Can you reproduce the material below, changing every "quickstart" to "walkthrough" and leaving all else untouched?

*Input*:
►

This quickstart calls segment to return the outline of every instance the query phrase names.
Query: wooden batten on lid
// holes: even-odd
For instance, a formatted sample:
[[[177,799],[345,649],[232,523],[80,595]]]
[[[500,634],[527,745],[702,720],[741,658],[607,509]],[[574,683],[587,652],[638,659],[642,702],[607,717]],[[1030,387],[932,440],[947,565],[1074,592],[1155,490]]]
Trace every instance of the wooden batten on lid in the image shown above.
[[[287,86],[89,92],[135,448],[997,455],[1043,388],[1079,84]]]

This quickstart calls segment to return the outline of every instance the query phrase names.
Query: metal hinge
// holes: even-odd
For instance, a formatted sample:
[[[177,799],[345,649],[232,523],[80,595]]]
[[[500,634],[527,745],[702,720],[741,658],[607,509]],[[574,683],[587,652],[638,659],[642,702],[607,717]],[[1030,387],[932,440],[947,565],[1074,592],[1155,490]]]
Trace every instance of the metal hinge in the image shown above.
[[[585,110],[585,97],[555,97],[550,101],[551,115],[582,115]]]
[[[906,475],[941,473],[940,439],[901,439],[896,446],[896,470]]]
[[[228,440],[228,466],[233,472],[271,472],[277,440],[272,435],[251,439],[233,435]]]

◄

*Solution to the exercise*:
This walkthrough calls segment to return the outline of every instance the query phrase names.
Query: wooden batten on lid
// holes: even-odd
For instance, a formatted sample:
[[[177,799],[345,649],[232,523],[80,595]]]
[[[500,634],[527,745],[702,720],[741,658],[607,509]],[[574,683],[587,652],[638,659],[642,702],[607,717]],[[1030,387],[932,440],[947,565],[1074,592],[1155,490]]]
Trace every instance of the wooden batten on lid in the image shown above.
[[[287,86],[89,92],[135,448],[997,455],[1043,388],[1079,84]]]

This walkthrough calls segment to return the outline of every instance the query phrase names.
Query: metal hinge
// holes: even-odd
For instance, a formatted sample:
[[[177,799],[345,649],[232,523],[80,595]]]
[[[500,634],[527,745],[702,720],[741,658],[607,509]],[[574,683],[587,652],[638,659],[642,702],[607,717]],[[1030,387],[932,440],[947,565],[1074,592],[1155,490]]]
Trace every instance of the metal hinge in the image shown above.
[[[585,110],[585,97],[555,97],[550,101],[551,115],[582,115]]]
[[[906,475],[941,473],[940,439],[901,439],[896,446],[896,470]]]
[[[228,440],[228,466],[233,472],[271,472],[277,440],[272,435],[251,439],[233,435]]]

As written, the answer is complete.